THE REQUEST — Repeat the whole listing below, word for word.

RECORDS FOR PROCESSING —
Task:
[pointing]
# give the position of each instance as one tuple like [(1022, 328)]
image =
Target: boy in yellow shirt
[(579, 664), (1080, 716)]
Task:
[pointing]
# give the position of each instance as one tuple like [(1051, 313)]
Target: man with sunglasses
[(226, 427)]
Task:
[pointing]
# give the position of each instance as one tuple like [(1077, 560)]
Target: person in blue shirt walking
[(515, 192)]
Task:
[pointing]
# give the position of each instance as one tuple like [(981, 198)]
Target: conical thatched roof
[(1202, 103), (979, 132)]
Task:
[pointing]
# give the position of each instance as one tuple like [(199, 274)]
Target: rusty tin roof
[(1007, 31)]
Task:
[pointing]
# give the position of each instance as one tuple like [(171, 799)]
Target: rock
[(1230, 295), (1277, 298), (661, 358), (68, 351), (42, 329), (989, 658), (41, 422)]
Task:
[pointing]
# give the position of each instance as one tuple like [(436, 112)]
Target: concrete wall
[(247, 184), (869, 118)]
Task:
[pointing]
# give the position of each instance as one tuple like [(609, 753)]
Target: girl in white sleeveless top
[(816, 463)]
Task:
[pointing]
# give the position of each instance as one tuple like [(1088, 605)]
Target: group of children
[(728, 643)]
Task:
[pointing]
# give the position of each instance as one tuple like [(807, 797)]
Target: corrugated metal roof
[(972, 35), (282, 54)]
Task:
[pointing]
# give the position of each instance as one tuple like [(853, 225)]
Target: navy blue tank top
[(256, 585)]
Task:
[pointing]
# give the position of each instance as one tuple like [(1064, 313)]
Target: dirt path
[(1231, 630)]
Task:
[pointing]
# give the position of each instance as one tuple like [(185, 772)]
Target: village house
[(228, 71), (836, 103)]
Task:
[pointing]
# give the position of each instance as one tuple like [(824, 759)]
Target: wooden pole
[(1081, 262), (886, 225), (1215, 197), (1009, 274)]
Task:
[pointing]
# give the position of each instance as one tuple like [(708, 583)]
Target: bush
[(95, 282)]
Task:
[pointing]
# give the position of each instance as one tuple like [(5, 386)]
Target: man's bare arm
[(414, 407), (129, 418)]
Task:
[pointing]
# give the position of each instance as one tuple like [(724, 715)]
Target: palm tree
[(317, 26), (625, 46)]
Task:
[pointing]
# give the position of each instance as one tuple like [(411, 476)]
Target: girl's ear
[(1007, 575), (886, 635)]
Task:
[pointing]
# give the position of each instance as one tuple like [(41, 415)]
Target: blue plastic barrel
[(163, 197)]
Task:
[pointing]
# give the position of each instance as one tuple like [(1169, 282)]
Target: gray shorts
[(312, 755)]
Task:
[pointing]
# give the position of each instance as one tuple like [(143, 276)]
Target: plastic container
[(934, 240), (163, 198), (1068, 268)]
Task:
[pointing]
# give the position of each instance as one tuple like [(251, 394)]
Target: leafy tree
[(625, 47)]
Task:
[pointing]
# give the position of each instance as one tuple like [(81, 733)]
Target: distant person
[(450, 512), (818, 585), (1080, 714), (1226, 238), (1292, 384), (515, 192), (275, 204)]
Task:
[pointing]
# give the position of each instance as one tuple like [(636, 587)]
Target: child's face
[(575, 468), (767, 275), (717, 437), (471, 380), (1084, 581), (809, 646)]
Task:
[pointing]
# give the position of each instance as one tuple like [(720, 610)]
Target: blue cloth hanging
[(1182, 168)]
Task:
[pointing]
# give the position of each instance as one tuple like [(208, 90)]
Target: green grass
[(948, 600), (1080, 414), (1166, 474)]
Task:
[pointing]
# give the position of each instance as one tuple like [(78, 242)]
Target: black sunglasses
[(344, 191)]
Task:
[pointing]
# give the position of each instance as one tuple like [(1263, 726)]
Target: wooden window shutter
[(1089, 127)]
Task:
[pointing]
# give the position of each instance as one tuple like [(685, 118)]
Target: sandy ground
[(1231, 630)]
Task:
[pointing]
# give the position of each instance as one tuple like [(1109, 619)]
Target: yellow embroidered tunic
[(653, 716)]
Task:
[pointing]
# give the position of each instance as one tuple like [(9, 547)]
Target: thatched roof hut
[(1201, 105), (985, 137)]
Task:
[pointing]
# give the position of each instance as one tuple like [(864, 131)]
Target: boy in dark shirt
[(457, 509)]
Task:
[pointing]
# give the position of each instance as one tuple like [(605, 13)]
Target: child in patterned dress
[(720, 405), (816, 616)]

WORKED SOLUTION —
Task:
[pointing]
# give the position of each instance as one tuple like [(1022, 328)]
image =
Target: boy in yellow shirt
[(579, 664), (1080, 716)]
Task:
[pointing]
# give the position of each instance as one tuple like [(1051, 313)]
Target: man with sunglasses
[(226, 427)]
Task:
[pointing]
# give the position of each instance as one tuple like [(1077, 560)]
Target: person in blue shirt walking
[(515, 192)]
Task:
[pointing]
# give the position of each instance as one tuple like [(981, 198)]
Target: conical thatched roof
[(1202, 103), (979, 132)]
Task:
[pointing]
# give the position of each instance as one tuple like [(199, 274)]
Target: rusty tin roof
[(1007, 31)]
Task:
[pointing]
# give the position of each instance as one tuple like [(171, 799)]
Target: rock
[(1230, 295), (1277, 298), (661, 358), (68, 351), (42, 329), (989, 658), (41, 422)]
Task:
[pointing]
# give the position of each instance as one tuple like [(436, 112)]
Target: concrete wall
[(247, 184), (869, 118)]
Task:
[pointing]
# give the position of each instance as one tuple like [(609, 753)]
Target: girl in white sleeveless top
[(816, 463)]
Task:
[pointing]
# give the position of each instance as one tuple like [(1088, 605)]
Target: group of children
[(728, 643)]
Task:
[pointing]
# give the position of each instance as one tuple like [(807, 797)]
Target: corrugated metal roof
[(972, 35), (282, 54)]
Task:
[pointing]
# give the position of each instance as one tuple like [(853, 225)]
Target: navy blue tank top
[(256, 585)]
Task:
[pointing]
# give the position of each instance as one tuple like [(1064, 313)]
Target: dirt path
[(1231, 630)]
Task:
[pointing]
# give the position of each instance as one tuple like [(185, 772)]
Target: village house
[(228, 71), (836, 103)]
Task:
[pointing]
# give the position of each instance as one tuple like [(824, 759)]
Target: wooden pole
[(1081, 262), (886, 225), (1215, 197), (1009, 274)]
Task:
[pointing]
# give the position of each instance as one tuple like [(708, 583)]
Target: bush
[(95, 282)]
Task:
[pointing]
# give the position of each instance as one tuple like [(5, 386)]
Target: man's bare arm
[(414, 407), (129, 418)]
Task:
[pointing]
# give the position of each instance as one tuple like [(724, 715)]
Target: palm tree
[(317, 26), (625, 46)]
Task:
[pointing]
# give the position of each instance as one tuple like [(411, 476)]
Target: girl's ear
[(1007, 575), (886, 635)]
Task:
[pointing]
# give the position of each instance as one tuple like [(41, 415)]
Target: blue plastic barrel
[(163, 197)]
Task:
[pointing]
# give the position of each instance as one tuple like [(1169, 282)]
Target: gray shorts
[(312, 755)]
Task:
[pointing]
# give the position of each instance as one tuple like [(143, 276)]
Target: plastic container
[(934, 240), (163, 198), (1068, 268)]
Task:
[pointing]
# give the position of each instance as one tuple like [(251, 394)]
Target: leafy tree
[(625, 47)]
Task:
[pointing]
# give the position of each instance as one tuple like [(81, 733)]
Target: distant person
[(450, 512), (818, 585), (1080, 714), (1226, 238), (1292, 384), (515, 192), (275, 204)]
Task:
[pointing]
# give the position of each instance as one tuple like [(636, 587)]
Target: child's face
[(575, 468), (767, 275), (717, 437), (471, 380), (1084, 581), (809, 646)]
Task:
[pointing]
# give the position of each instance as one tuple like [(720, 610)]
Target: blue cloth hanging
[(1182, 168)]
Task:
[pointing]
# give the position of each instance as one tuple like [(208, 90)]
Target: green grass
[(948, 600), (1080, 414), (1166, 474)]
Task:
[pointing]
# give the position of each instance as one tuple like [(78, 242)]
Target: black sunglasses
[(344, 191)]
Task:
[pointing]
# give the position of each instance as one tuple like [(1263, 726)]
Target: wooden window shutter
[(1089, 127)]
Task:
[pointing]
# give the position of each instance as one tuple like [(685, 118)]
Target: sandy ground
[(1231, 630)]
Task:
[pointing]
# give the position of each instance as one tuple like [(1109, 619)]
Target: yellow embroidered tunic
[(653, 716)]
Task:
[pointing]
# give the position of each instance as one tuple like [(9, 547)]
Target: thatched roof hut
[(1201, 105), (985, 137)]
Task:
[pointing]
# give the position of each instance as one tuple like [(864, 131)]
Target: boy in dark shirt
[(457, 509)]
Task:
[pointing]
# give the position of each instance as one tuple like [(605, 13)]
Target: child in patterned dress
[(720, 405), (816, 616)]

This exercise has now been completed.